(Excerpt)
# # # # # # #

On The Measure Of Intelligence

ChatGPT was recently released and has been taking the world by storm. In the online space, there is much discussion about whether we are close to general purpose AI. There is no doubt that better and more capable models (e.g. GPT-4) will soon be released, which will overcome the flaws of its predecessors.

In that light, I thought it prudent to revisit the definition of intelligence, as well as ways to measure intelligence across human and machine systems.

One of the most pertinent papers on this topic I have come across is On The Measure of Intelligence, published in 2019 by Francois Chollet (the author of Deep Learning with Python). Many of its ideas are still relevant, especially regarding what really constitutes intelligence. In this blog post, I summarize the key ideas in the paper:

The intelligence of a system is a measure of its skill-acquisition efficiency over a scope of tasks, with respect to priors, experience and generalization difficulty.
Skill is the output of intelligence.

# # # # # # #

Items listed in a dataset
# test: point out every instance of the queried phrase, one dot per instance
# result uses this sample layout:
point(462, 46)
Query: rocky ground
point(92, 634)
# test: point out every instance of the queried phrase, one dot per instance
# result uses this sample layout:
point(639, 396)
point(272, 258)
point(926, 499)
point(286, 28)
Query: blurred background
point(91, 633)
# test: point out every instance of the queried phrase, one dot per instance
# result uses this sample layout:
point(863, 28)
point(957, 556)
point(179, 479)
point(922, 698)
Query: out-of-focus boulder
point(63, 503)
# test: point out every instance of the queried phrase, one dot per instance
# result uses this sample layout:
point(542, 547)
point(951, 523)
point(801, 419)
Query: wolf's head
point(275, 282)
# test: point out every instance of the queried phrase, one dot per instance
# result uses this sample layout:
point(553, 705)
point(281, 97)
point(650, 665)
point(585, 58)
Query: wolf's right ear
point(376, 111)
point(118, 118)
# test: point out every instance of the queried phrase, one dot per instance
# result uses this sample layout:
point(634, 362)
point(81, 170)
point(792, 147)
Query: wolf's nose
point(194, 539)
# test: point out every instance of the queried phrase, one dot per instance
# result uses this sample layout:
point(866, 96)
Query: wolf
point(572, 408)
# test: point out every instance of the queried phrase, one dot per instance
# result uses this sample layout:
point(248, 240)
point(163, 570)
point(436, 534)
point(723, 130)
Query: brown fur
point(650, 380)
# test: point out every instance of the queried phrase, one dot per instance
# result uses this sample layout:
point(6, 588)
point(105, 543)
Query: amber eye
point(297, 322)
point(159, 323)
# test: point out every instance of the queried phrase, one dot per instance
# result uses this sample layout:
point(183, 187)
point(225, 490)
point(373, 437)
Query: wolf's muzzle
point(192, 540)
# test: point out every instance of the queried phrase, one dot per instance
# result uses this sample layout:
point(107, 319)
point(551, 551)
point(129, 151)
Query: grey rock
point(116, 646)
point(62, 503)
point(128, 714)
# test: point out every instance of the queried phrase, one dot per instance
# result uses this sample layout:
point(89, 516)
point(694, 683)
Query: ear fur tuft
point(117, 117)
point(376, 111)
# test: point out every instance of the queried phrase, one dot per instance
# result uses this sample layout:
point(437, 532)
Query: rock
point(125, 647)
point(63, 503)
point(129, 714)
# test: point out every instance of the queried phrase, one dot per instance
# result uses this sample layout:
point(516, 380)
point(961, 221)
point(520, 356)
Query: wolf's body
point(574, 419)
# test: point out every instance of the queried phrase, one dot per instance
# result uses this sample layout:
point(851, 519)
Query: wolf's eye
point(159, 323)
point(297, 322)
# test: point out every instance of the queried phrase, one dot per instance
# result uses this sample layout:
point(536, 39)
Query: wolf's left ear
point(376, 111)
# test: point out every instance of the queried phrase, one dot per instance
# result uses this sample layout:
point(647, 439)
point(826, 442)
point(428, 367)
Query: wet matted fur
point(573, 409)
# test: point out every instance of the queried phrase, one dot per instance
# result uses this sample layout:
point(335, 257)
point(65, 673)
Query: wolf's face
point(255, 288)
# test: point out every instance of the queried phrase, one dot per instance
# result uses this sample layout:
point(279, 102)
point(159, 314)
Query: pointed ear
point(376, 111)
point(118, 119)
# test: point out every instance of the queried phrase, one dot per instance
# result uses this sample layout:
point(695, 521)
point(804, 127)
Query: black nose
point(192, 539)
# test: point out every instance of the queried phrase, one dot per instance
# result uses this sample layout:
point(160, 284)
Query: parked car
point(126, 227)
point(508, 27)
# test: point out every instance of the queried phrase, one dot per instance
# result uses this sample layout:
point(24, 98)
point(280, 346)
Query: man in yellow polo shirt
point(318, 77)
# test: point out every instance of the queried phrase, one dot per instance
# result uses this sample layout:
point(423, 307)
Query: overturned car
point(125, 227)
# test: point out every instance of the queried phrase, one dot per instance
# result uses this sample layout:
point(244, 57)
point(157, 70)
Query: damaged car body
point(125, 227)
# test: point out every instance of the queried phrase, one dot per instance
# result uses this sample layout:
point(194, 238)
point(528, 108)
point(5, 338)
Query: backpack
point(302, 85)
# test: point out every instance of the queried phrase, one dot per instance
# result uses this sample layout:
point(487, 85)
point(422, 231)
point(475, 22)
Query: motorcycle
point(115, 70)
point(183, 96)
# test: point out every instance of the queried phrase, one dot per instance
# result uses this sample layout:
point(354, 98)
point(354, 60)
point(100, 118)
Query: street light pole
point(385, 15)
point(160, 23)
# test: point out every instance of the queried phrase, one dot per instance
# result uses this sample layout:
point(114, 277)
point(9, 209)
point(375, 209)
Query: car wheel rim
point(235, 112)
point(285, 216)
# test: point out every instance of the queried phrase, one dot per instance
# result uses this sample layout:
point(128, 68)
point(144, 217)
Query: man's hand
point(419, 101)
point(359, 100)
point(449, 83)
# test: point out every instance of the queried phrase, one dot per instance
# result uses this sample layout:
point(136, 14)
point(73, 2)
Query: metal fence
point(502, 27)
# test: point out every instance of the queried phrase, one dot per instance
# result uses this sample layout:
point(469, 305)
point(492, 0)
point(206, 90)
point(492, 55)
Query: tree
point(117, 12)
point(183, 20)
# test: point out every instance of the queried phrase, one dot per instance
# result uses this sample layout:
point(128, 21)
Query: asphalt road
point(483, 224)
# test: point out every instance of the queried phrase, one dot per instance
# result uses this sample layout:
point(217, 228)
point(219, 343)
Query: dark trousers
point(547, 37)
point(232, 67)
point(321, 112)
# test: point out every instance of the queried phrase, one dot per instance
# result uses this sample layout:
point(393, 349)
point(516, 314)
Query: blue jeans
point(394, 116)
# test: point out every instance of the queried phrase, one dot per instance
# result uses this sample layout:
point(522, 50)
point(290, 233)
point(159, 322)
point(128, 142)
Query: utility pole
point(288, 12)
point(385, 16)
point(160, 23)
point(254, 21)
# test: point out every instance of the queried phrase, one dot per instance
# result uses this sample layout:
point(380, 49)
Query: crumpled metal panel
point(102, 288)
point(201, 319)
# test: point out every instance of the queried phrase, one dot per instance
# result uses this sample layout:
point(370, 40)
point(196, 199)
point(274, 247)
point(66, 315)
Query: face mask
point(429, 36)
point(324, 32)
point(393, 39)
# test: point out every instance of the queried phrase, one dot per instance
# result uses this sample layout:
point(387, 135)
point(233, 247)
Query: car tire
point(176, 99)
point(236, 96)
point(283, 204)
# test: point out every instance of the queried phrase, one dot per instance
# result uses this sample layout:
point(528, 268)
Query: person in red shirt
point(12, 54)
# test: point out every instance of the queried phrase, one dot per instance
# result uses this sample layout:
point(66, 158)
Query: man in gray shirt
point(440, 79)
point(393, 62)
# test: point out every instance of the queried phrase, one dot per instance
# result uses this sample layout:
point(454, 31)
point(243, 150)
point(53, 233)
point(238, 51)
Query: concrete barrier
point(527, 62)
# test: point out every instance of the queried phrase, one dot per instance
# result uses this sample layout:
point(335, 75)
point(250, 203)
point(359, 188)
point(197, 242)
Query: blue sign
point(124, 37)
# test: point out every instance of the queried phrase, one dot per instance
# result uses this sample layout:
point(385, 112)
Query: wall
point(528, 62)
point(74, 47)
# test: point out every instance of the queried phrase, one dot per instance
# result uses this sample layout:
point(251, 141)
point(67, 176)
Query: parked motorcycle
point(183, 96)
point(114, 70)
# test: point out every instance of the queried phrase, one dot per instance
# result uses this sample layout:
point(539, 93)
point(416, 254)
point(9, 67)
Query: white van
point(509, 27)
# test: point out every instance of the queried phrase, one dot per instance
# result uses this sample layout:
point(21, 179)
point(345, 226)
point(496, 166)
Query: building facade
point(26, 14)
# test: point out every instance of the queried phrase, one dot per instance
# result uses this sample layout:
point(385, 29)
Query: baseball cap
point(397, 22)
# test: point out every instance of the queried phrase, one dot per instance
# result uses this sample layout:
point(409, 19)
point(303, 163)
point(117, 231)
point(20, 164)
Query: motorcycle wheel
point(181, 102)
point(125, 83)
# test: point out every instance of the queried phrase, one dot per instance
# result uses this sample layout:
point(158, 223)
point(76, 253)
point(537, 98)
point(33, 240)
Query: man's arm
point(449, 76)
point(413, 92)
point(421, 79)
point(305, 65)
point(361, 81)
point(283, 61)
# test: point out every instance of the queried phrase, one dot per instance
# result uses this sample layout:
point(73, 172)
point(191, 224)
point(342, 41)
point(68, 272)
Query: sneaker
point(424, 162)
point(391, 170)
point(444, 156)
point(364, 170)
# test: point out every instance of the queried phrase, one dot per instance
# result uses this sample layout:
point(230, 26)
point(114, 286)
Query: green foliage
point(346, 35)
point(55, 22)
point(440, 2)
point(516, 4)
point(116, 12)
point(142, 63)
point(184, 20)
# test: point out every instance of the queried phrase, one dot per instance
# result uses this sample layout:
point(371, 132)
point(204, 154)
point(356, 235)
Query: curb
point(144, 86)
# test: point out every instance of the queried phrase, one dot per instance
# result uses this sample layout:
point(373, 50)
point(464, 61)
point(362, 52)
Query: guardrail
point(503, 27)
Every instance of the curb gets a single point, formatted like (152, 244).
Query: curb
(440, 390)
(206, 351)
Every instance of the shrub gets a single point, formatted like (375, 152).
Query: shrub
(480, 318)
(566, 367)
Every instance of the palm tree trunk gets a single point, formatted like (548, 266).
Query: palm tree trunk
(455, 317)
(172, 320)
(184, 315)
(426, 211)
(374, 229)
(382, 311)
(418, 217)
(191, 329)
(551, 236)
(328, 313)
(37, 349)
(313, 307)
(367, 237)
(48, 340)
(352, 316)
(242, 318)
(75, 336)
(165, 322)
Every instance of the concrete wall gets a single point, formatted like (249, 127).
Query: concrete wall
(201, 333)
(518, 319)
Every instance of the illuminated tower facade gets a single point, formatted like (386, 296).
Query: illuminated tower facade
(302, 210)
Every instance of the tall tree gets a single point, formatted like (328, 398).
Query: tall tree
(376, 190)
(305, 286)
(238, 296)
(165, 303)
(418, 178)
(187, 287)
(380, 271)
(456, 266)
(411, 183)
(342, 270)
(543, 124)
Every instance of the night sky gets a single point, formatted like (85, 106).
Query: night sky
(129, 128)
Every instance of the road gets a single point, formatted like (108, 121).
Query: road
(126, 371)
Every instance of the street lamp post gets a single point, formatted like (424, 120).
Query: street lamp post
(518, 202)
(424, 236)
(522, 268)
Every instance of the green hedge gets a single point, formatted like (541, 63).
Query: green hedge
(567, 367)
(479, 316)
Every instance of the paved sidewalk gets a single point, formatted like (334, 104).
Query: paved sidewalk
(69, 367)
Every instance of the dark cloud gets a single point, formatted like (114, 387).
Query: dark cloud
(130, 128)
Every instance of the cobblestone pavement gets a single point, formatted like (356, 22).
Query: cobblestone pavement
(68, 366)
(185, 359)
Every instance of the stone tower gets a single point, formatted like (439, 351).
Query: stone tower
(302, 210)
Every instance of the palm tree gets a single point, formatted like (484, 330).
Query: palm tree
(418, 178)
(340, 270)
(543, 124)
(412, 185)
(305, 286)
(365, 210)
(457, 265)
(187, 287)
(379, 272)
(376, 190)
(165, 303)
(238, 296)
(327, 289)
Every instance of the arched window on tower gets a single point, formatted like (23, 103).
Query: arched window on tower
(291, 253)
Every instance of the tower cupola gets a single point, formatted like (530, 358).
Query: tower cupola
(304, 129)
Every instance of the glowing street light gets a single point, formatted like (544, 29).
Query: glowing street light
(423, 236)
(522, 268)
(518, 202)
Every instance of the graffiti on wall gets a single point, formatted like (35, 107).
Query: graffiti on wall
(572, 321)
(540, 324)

# # # # # # #

Write the next part of the blog post on measuring intelligence, picking up right after its final sentence. The listing has nothing to do with the blog post on measuring intelligence.

(Written answer)
Part 1: Context and History

Current intelligence systems are brittle, data-intensive and fail to generalize across tasks. This is because we do not have a clear goal definition and/or benchmark for intelligence of which to guide research against. Common-sense definitions such as the Turing Test are not objective (in fact, the Turing Test was meant as an argumentative device in a philosophical discussion, not as a literal measure of intelligence), and cannot serve as a reliable benchmark in measuring our progress toward AI. In order to progress further, we need to develop measures of intelligence that are precise, quantitative and in particular, human-like.

The AI Effect

Every time progress toward AI is made, we shift goalposts. Whenever a machine is made which can beat humans at checkers, chess, or DotA 2, there are no shortage of critics who argue that what is being shown is not intelligence. Similarly, when we understand how a machine does something intelligent, it ceases to be regarded as intelligent. However, if a human were to become exceptionally good at say, chess or DotA 2, we would safely assume they are intelligent. This has been dubbed the AI Effect.

Even though such machines might do some things as well as we do them, or perhaps even better, they would inevitably fail in others, which would reveal they were acting not through understanding, but only from the disposition of their organs.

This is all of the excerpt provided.